# GIVEN TASK
Reproduce the data below word for word, leaving out the pictures.

# THE INPUT
..........
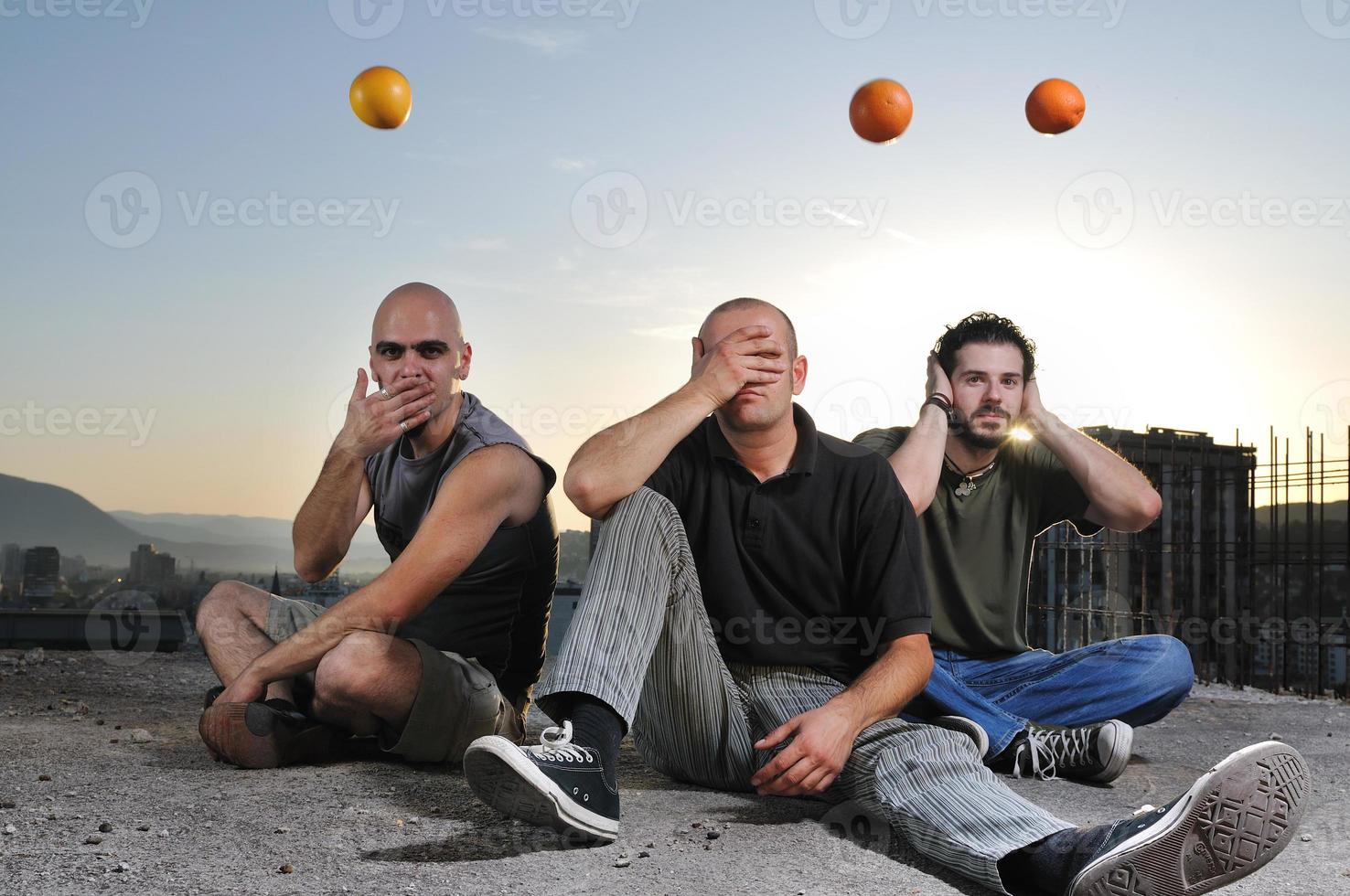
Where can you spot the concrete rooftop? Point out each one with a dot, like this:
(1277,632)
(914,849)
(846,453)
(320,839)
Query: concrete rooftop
..........
# WRITTEN ANSWER
Where can you spot the concrete rooftop? Point out each one with a dot, like this:
(1277,632)
(914,849)
(846,453)
(320,839)
Query: concrete rooftop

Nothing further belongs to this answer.